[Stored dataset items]

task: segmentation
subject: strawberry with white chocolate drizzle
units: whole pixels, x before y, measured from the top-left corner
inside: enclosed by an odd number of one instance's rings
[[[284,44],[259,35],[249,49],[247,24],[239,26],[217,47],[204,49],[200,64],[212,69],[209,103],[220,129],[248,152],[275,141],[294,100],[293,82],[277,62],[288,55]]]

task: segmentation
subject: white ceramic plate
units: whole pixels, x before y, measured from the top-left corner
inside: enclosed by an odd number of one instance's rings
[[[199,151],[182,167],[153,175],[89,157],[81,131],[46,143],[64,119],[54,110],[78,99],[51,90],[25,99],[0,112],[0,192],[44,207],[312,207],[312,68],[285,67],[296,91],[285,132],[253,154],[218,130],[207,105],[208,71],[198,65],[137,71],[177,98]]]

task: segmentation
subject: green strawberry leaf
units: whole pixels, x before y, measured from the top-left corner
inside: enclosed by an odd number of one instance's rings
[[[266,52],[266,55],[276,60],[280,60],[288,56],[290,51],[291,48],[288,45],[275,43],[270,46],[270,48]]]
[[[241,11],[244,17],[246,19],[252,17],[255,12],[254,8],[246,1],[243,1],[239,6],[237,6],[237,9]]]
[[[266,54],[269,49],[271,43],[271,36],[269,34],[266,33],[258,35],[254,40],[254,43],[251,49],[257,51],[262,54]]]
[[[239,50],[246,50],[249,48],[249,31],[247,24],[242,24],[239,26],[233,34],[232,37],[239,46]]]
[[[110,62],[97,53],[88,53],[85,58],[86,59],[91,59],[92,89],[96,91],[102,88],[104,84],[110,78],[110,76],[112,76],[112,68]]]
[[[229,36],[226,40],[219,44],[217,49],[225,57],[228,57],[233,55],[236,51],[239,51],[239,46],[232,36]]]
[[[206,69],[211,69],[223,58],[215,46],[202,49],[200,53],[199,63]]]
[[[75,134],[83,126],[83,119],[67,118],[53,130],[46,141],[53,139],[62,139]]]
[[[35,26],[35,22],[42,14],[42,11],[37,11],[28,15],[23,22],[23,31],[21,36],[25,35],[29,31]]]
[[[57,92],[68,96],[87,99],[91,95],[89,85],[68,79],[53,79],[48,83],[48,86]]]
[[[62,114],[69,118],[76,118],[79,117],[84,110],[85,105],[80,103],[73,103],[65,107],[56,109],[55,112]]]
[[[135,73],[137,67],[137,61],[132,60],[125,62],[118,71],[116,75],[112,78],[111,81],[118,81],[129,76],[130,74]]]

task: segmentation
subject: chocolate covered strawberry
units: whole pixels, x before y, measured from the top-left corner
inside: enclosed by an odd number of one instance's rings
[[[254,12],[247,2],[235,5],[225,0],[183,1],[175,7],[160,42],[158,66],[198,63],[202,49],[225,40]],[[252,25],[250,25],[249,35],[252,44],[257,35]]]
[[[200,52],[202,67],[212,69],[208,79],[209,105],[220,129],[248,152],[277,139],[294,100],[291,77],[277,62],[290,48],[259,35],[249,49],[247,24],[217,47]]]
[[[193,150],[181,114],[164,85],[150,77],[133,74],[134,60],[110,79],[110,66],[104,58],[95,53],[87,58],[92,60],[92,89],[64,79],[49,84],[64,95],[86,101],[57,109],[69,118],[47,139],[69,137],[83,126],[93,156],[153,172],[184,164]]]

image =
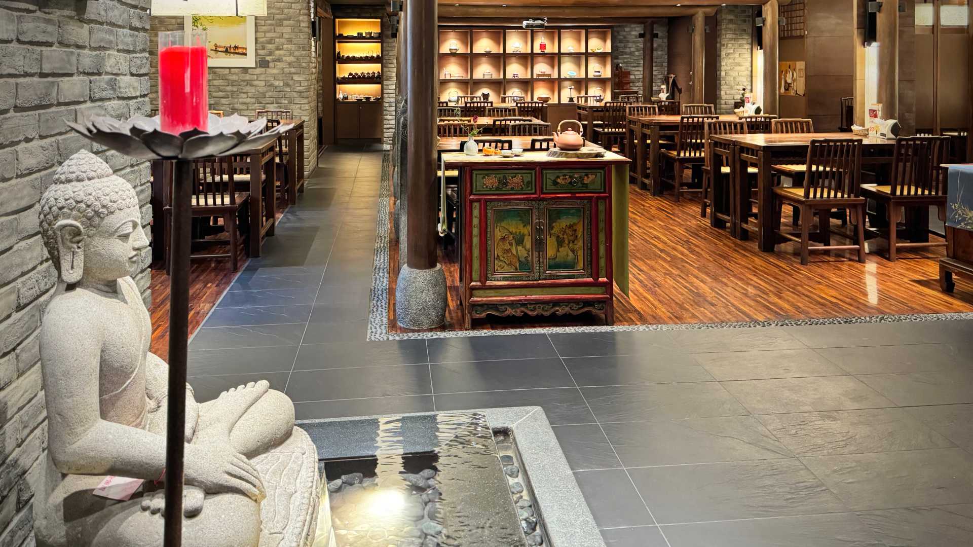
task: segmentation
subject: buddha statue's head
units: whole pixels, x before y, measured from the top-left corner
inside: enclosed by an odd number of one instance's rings
[[[100,158],[82,150],[41,197],[41,236],[65,283],[110,283],[131,275],[149,241],[138,198]]]

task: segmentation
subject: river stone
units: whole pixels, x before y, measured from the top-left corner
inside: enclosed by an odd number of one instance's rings
[[[365,475],[361,473],[348,473],[347,475],[342,475],[342,482],[346,485],[357,485],[361,484],[364,477]]]
[[[426,521],[422,523],[422,532],[429,535],[439,535],[443,531],[443,525]]]

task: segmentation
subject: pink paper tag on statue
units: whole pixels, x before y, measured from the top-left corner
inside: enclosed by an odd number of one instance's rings
[[[101,484],[94,489],[92,493],[99,497],[126,501],[131,497],[131,494],[135,493],[135,491],[138,490],[138,487],[142,486],[142,483],[144,482],[145,481],[143,479],[129,479],[128,477],[116,477],[114,475],[108,475],[105,477],[105,480],[101,481]]]

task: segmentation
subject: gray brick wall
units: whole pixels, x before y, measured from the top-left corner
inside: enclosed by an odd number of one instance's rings
[[[752,6],[723,6],[716,41],[717,76],[716,110],[732,114],[733,103],[739,99],[740,89],[753,90]]]
[[[158,32],[182,30],[181,17],[152,17],[151,48],[158,51]],[[311,55],[310,7],[307,2],[270,0],[267,17],[256,18],[256,58],[269,60],[266,68],[211,67],[209,108],[225,115],[253,118],[260,109],[283,108],[305,120],[305,172],[317,159],[317,63]],[[158,107],[158,55],[152,55],[150,86]]]
[[[37,201],[75,152],[100,154],[135,188],[149,165],[92,145],[64,120],[149,113],[148,0],[0,0],[0,546],[33,545],[47,448],[38,327],[56,281]],[[148,232],[148,230],[147,230]],[[135,277],[148,305],[151,251]]]
[[[642,48],[644,41],[638,37],[645,30],[642,24],[617,24],[611,31],[612,70],[619,64],[631,71],[631,89],[642,91]],[[614,72],[612,72],[614,75]]]

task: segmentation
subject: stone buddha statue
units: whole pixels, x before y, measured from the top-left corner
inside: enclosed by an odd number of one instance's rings
[[[162,544],[167,365],[131,278],[148,246],[138,199],[93,154],[56,171],[40,202],[58,282],[41,327],[46,467],[34,499],[42,547]],[[317,453],[267,382],[198,403],[187,386],[183,545],[299,547],[314,535]],[[143,479],[127,500],[92,493]]]

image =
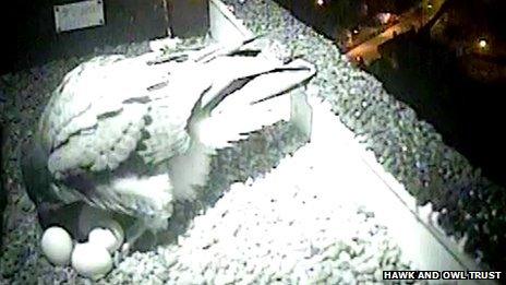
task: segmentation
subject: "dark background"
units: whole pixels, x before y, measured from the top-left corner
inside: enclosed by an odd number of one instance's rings
[[[0,32],[3,55],[0,74],[57,58],[93,52],[96,47],[142,41],[207,31],[204,0],[104,0],[106,25],[57,34],[53,5],[69,0],[21,0],[2,3]]]

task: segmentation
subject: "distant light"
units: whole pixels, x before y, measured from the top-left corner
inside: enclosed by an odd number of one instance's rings
[[[481,48],[485,48],[487,43],[485,39],[480,39],[480,41],[478,41],[478,45],[481,47]]]

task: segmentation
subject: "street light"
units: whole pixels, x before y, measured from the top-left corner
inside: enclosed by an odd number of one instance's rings
[[[486,48],[487,43],[485,39],[482,38],[480,39],[480,41],[478,41],[478,45],[480,46],[480,48],[484,49]]]

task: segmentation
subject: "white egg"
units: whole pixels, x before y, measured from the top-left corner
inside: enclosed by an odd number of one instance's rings
[[[61,227],[52,226],[43,234],[40,247],[44,254],[55,265],[67,265],[72,254],[72,237]]]
[[[88,242],[101,246],[110,253],[117,251],[121,247],[122,241],[122,236],[120,239],[109,228],[96,227],[88,235]]]
[[[72,252],[72,266],[82,276],[96,281],[112,270],[112,258],[99,245],[77,244]]]

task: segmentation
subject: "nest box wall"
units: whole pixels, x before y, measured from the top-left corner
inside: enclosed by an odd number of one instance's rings
[[[169,27],[178,36],[208,27],[206,0],[21,0],[5,3],[0,14],[8,52],[0,74],[96,47],[166,37]],[[65,31],[72,26],[84,27]]]

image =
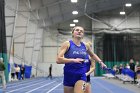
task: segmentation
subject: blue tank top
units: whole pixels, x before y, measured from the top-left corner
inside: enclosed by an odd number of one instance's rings
[[[68,51],[64,54],[65,58],[82,58],[86,60],[87,50],[86,46],[83,42],[81,42],[80,46],[77,46],[72,40],[69,41],[70,46]],[[66,63],[64,66],[64,73],[72,72],[72,73],[86,73],[86,64],[70,62]]]
[[[90,70],[90,65],[91,65],[91,61],[90,61],[90,58],[89,58],[89,55],[87,55],[87,61],[85,61],[85,64],[86,64],[86,72],[88,72]]]

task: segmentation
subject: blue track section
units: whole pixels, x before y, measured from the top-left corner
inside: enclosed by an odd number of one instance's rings
[[[47,79],[34,78],[7,84],[5,90],[0,86],[0,93],[63,93],[62,77]],[[102,78],[91,78],[93,93],[134,93],[120,86],[114,85]]]

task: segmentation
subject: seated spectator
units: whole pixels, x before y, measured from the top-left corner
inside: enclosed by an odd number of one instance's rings
[[[119,74],[122,74],[122,69],[123,69],[123,65],[120,64],[120,66],[119,66]]]
[[[137,78],[137,81],[138,81],[137,85],[140,85],[140,64],[137,65],[137,67],[136,67],[136,78]]]
[[[17,80],[19,79],[19,73],[20,73],[20,67],[16,64],[16,67],[15,67],[15,70],[16,70],[16,76],[17,76]]]
[[[11,64],[11,80],[15,79],[15,66]]]
[[[25,75],[25,67],[24,67],[23,64],[22,64],[22,66],[21,66],[20,72],[21,72],[21,79],[23,80],[23,79],[24,79],[24,75]]]
[[[117,65],[115,65],[115,66],[113,67],[113,70],[115,71],[115,74],[118,74],[119,69],[118,69]]]

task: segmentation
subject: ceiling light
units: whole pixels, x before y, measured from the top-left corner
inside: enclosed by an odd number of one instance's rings
[[[124,12],[124,11],[121,11],[121,12],[120,12],[120,15],[125,15],[125,12]]]
[[[131,3],[126,3],[125,6],[126,6],[126,7],[131,7],[132,4],[131,4]]]
[[[71,0],[71,2],[72,2],[72,3],[77,3],[77,2],[78,2],[78,0]]]
[[[70,27],[74,27],[75,26],[75,24],[70,24]]]
[[[73,20],[73,22],[74,22],[74,23],[78,23],[78,22],[79,22],[79,20],[77,20],[77,19],[74,19],[74,20]]]
[[[73,15],[77,15],[78,14],[78,11],[72,11],[72,14]]]

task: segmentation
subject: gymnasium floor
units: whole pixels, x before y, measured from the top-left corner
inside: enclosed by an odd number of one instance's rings
[[[2,91],[2,86],[0,86],[0,93],[63,93],[62,80],[62,78],[21,80],[8,83],[5,91]],[[138,93],[104,78],[92,77],[91,82],[93,93]]]

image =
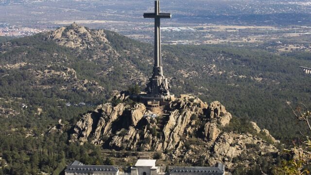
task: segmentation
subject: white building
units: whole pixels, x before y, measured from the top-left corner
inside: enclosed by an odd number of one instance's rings
[[[131,172],[120,173],[111,165],[85,165],[75,160],[65,170],[65,175],[225,175],[225,166],[217,163],[212,167],[173,167],[164,173],[156,166],[156,160],[138,159]],[[161,168],[163,169],[163,167]],[[120,175],[119,175],[120,173]]]

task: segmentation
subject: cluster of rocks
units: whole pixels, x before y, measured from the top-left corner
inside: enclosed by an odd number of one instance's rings
[[[71,91],[82,91],[89,92],[93,95],[103,93],[104,88],[100,86],[95,81],[89,81],[86,79],[80,80],[77,77],[76,71],[64,66],[57,65],[48,65],[46,69],[43,70],[34,70],[30,69],[28,70],[32,74],[35,79],[34,85],[41,88],[50,88],[49,80],[61,80],[63,83],[60,87],[60,90]]]
[[[191,95],[172,96],[165,109],[168,117],[155,119],[146,115],[150,111],[143,104],[123,103],[128,98],[119,94],[113,101],[121,103],[101,105],[85,114],[74,126],[69,141],[83,144],[91,140],[117,150],[166,152],[170,153],[164,159],[192,164],[197,163],[198,156],[204,156],[206,162],[211,165],[221,161],[228,167],[237,165],[232,162],[234,158],[252,149],[248,158],[277,154],[274,146],[250,134],[222,131],[232,116],[219,102],[208,105]],[[159,121],[163,120],[166,122],[161,126]]]

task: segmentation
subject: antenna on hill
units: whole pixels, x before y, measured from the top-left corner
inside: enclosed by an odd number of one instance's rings
[[[302,66],[299,66],[299,68],[303,70],[304,72],[306,74],[311,74],[311,68],[306,68]]]

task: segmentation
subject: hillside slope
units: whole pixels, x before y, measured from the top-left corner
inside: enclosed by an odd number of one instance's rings
[[[260,164],[254,160],[259,159],[275,163],[279,151],[266,130],[253,122],[249,131],[254,136],[222,131],[232,116],[219,102],[208,105],[187,95],[167,100],[169,104],[161,111],[134,103],[124,92],[118,94],[112,104],[101,105],[85,114],[73,128],[70,142],[90,140],[109,150],[165,153],[160,164],[212,165],[223,162],[232,171],[241,165],[253,168],[254,162]],[[151,117],[150,110],[158,111],[158,116]]]
[[[43,97],[57,101],[55,107],[100,104],[113,90],[136,83],[144,88],[152,70],[152,51],[149,44],[75,23],[14,39],[0,46],[0,92],[6,102],[21,98],[17,103],[34,108],[45,105]],[[230,45],[164,46],[163,69],[173,93],[221,101],[234,116],[285,139],[299,133],[285,102],[311,100],[311,77],[297,69],[311,65],[311,58],[300,58],[302,53],[280,56]],[[49,111],[43,107],[43,113]]]

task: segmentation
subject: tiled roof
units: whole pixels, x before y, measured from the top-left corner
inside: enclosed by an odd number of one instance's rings
[[[199,175],[223,175],[224,165],[218,163],[214,167],[175,167],[170,172],[170,174],[197,174]]]
[[[95,172],[106,172],[107,173],[115,174],[118,170],[113,166],[111,165],[85,165],[81,162],[75,160],[67,167],[65,170],[67,173],[92,173]]]

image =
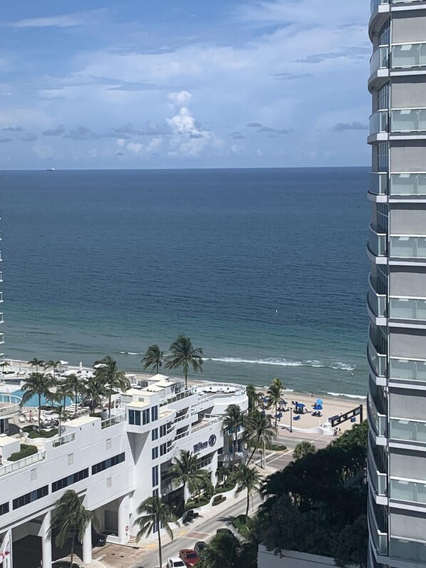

## TASK STATEMENT
Return every line of the items that contains the string "buddha".

## TASK ANSWER
subject: buddha statue's head
subject: stone buddha statue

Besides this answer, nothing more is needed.